▶ Material for the task
((
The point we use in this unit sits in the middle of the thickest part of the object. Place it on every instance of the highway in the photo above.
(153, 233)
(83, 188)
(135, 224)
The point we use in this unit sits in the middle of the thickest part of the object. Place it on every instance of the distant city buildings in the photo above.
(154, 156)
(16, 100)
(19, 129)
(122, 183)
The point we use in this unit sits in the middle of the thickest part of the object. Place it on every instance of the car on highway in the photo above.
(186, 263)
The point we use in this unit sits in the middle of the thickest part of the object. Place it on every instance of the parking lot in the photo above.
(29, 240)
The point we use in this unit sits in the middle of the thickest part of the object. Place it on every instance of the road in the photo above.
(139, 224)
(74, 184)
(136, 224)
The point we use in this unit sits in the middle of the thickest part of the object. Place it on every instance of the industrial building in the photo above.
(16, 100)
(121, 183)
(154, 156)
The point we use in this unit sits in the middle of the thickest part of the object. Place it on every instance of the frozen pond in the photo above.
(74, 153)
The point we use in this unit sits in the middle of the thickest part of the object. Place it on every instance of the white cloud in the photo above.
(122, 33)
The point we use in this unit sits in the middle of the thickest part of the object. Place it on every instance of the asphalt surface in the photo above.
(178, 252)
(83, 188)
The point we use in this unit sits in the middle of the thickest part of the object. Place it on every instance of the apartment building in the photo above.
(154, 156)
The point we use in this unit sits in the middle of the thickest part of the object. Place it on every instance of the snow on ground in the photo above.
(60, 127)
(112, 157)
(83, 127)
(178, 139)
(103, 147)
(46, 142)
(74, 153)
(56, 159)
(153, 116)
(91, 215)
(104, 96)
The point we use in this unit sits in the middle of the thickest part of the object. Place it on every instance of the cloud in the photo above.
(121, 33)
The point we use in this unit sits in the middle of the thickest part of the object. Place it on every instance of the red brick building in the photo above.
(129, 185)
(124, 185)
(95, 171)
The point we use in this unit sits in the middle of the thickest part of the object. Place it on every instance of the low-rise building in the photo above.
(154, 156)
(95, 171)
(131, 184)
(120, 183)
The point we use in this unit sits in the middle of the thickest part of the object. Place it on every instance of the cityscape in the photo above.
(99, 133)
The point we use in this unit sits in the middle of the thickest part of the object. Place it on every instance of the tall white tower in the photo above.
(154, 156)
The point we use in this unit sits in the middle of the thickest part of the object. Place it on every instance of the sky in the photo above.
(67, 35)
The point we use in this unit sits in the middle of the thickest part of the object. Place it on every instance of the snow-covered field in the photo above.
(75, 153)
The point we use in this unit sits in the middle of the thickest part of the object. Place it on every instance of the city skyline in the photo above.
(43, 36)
))
▶ The request
Could you retype all of the rows above, character for character, with nothing added, dropped, or reordered?

▶ Result for this exercise
The point we use in this unit sits in the middle of the thickest part of the object. Place it on every instance of the highway in the photo above.
(153, 233)
(83, 188)
(135, 224)
The point we use in this unit sits in the middle of the thickest part of the object. Place it on every instance of the distant city buildings in the photo above.
(154, 156)
(16, 100)
(19, 129)
(122, 183)
The point we use in this unit sits in the middle of the thickest part of the object. Place it on every instance of the car on highway in the photo above.
(186, 263)
The point we use in this unit sits in the middle of the thickest part of the object. Place it on every instance of the parking lot in the photo above.
(29, 240)
The point we use in this unit sits in the middle of the thickest part of the object. Place it on every instance of the road in the photo above.
(139, 224)
(74, 184)
(136, 224)
The point we use in this unit sits in the middle of the thickest part of the object. Place it on every instance of the industrial building in the photo above.
(16, 100)
(121, 183)
(154, 156)
The point we use in this unit sits in the middle of the thickest part of the object. Place it on every instance of the frozen pond in the photo above.
(74, 153)
The point we use in this unit sits in the middle of the thickest part of the object. Place it on every instance of the white cloud in the photo above.
(122, 33)
The point we use in this unit sits in the middle of the thickest part of the object. Place it on every instance of the asphalt surface in the photo above.
(178, 252)
(83, 188)
The point we use in this unit sits in the middle of the thickest part of the object. Place it on every instance of the apartment building in the photo above.
(154, 156)
The point we use in this unit sits in the middle of the thickest part of the object. Place it on every instance of the snow on ground in the photo above.
(60, 127)
(112, 157)
(83, 127)
(178, 139)
(103, 147)
(46, 142)
(74, 153)
(56, 159)
(153, 116)
(91, 215)
(104, 96)
The point we use in this unit sits in the middle of the thickest part of the object. Place it on every instance of the cloud in the photo above.
(121, 33)
The point we use in this unit sits in the middle of the thickest part of the object. Place it on every instance of the red brick building in the photo above.
(129, 185)
(124, 185)
(95, 171)
The point we use in this unit sits in the middle of the thickest part of the object. Place it on every instance of the low-rise building in the photo above.
(154, 156)
(95, 171)
(131, 184)
(120, 183)
The point we use in this unit sits in the middle of the thickest part of the object. Place it on every instance of the cityscape in the photo above.
(99, 133)
The point we use in this unit sits in the middle of the thickest part of the object. Place it on every instance of the tall white tower in the photo above.
(154, 156)
The point we use in this unit sits in the middle of the thickest part of the object. Place it on every instance of the sky in the photo above.
(67, 35)
The point we use in this unit sits in the middle of the thickest part of the object. Place it on every instance of the snow-covered field in the photo above.
(75, 153)
The point we use in this unit sits in the middle of the thickest part of the object. Place it on every instance of the city skyline in the photo above.
(43, 36)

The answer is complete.